- _WHAT IS EXPECTED_
Could you resume the walkthrough on setting up a hardened Veeam Linux repository, carrying it on from its final sentence?

- _TEXT EXCERPT_
•••••

In part II, we add the Linux server to the Veeam managed servers, and we add the immutable repositories. We also demonstrate some of the incompatible backup job settings and repository configurations Veeam will block those for you if you try to configure them.

The Veeam configuration

Add the Linux server as a Veeam managed server

To add the Linux repository server to the Veeam VBR 11 Managed Servers with the new single-use credentials for the hardened repository feature, we must disable or bypass MFA on the account we use.

Temporarily bypass MFA

Figure 1: Temporarily bypass MFA

Launch the “Add Server” wizard

Add a Linux managed server

Figure 2: Add a Linux managed server

Single-use credentials for adding a hardened repository

Figure 3: Single-use credentials for adding a hardened repository

Fill out the username and password. Disable MFA for the user at this point!

Figure 4: Fill out the username and password. Disable MFA for the user at this point!

Take a peek under the advanced connection settings. Noteworthy is that in v11, a single port, TCP/6162, is used for management by veeamtransport. By default, any port between TCP/2500-3300 is used for the data transfer by the veeamagent.

New in v11 is port 6162 for management

Figure 5: New in v11 is port 6162 for management

You can verify this once you have installed the Linux repository. When no backup job is running netstat -tpnul | grep -i veeam only returns the veeamtransport listening on tcp/6162.

An idle repository, only veeamtransport is listening on TCP/6162

Figure 6: An idle repository, only veeamtransport is listening on TCP/6162

During a backup job, extra ports from the range 2500-3300 opened by veeamagent. Run netstat -tpnul | grep -i Veeam | sort -n -k2 to see this.

Starting at port TCP/2500 extra ports are opened during backup jobs

Figure 7: Starting at port TCP/2500 extra ports are opened during backup jobs

But that is for later. Let’s finish adding the Linux managed server.

Veeam is installing the components. Note the setting of the server and client certificates

Figure 8: Veeam is installing the components. Note the setting of the server and client certificates

Those server and client certificates you see here serve to authenticate between Veeam components from now on. That allows for SSH to be disabled.

Done. Disable SSH or enable MFA. You're good to go

Figure 9: Done. Disable SSH or enable MFA. You’re good to go

Remember that the single-use credentials only exist on the hardened repository and are not stored on the VBR server. Right now, you must take away sudo rights from that user. They are not needed anymore.

Reenable MFA for that user or disable SSH on the repository host.

Add the hardened Linux backup repository

We add our Linux backup repository with the wizard.

Select Direct Attached Storage

Figure 10: Select Direct Attached Storage

Select Linux

Figure 11: Select Linux

Fill out a repository name to use

Figure 12: Fill out a repository name to use

Click Next. Click populate and select our XFS volume.

Populate the volumes and select the XFS volume

Figure 13: Populate the volumes and select the XFS volume

Click Next. As you can see, we select to use fast cloning on the XFS volume. We already explained why this is the way to go.

Use fast cloning and make the backup immutable

Figure 14: Use fast cloning and make the backup immutable

Note that the default value for the number of days to make backup immutable is 30. That makes sense as ransomware can linger inside your systems for a while before striking, and you need time for GFS to do its job. In the lab, we choose seven days for testing purposes. Note that seven days is the minimum. FYI, I use per VM backup chains almost exclusively,

Click Next. The rest is pretty standard for adding a Veeam repository.

•••••

- _RAW DATA_
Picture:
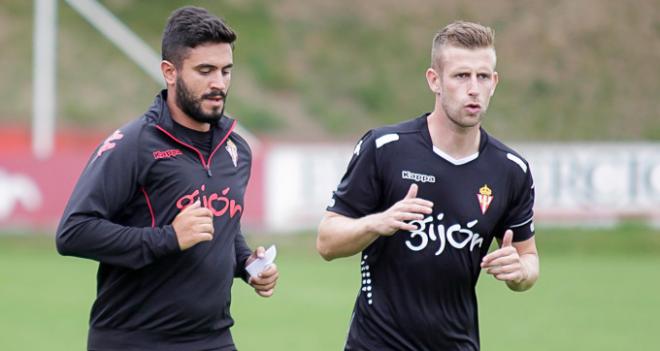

•••••

- _ANSWER BELOW_
Mount server properties

Figure 15: Mount server properties

I have a Hyper-V lab, so I don’t use the vPower NFS service. If you do, add it. Click Next, and the required Veeam components will install. If you get any errors here, be sure to verify the rights of the single-use user you used to add the server to the Veeam managed servers. Ensure it has rwx rights on the XFS volume.

Install the required Veeam components

Figure 16: Install the required Veeam components

The critical thing to note here is that you can do all this with SSH on the server disabled or protected by MFA. The only time you needed to SSH into the Linux server is when creating the managed server object in Veeam.

Note: A repository host has to either host immutable repositories or standard (non-immutable) repositories. You cannot mix both on the same host. That is logical. In almost every case, you will add them as extents to a scale-out backup repository. You don’t want a SOBR with some extents being immutable and another not. That’s not consistent and won’t work out.

You cannot mix immutable and mutable repositories on the same host

Figure 17: You cannot mix immutable and mutable repositories on the same host

Create some jobs and run some backups

Veeam protects us from unsupported configurations. A few examples below.

Changing or creating a backup job's

Figure 18: Changing or creating a backup job’s backup chain to an unsupported configuration: we turn off synthetic full backups

Creating a backup copy job without GFS configured

Figure 19: Creating a backup copy job without GFS configured

The backups run and look as any other Veeam backup job.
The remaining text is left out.